[Material supplied]:

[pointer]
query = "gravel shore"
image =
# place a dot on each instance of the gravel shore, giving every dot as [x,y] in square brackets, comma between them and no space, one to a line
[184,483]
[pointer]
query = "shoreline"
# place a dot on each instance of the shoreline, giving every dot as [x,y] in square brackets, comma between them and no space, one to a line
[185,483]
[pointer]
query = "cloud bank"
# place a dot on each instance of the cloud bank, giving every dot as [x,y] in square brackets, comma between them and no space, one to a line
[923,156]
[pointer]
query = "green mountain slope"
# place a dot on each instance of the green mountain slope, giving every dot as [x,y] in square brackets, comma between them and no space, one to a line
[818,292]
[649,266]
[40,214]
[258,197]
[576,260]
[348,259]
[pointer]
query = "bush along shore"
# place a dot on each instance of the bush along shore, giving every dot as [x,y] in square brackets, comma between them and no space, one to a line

[Exercise requirements]: Format every line of the items above as a numbered list, leaving out blank lines.

[The response]:
1. [pointer]
2. query = "gravel shore"
3. image =
4. # place a dot on each instance of the gravel shore, giving every dot as [x,y] in square brackets, comma between them and no space, one to a line
5. [184,483]
6. [pointer]
7. query = "shoreline"
8. # place a dot on each instance of the shoreline, giving every dot as [x,y] in square brackets, comma between them and no space, one to a line
9. [185,483]
10. [pointer]
11. query = "cloud bank"
12. # place a dot on each instance of the cloud bank, giving every dot as [x,y] in square brackets, comma between them and no space, one to a line
13. [923,156]
14. [pointer]
15. query = "green mountain slope"
16. # place a dot on each instance of the green mountain slope, giving every dot as [x,y] in square brackets, comma between them and no space, one to a line
17. [818,292]
18. [649,266]
19. [40,214]
20. [258,197]
21. [576,260]
22. [348,259]
23. [pointer]
24. query = "bush along shore"
25. # place a dot on each instance of the bush along shore, giving every dot as [x,y] in square brackets, comma between them and no space, one to a line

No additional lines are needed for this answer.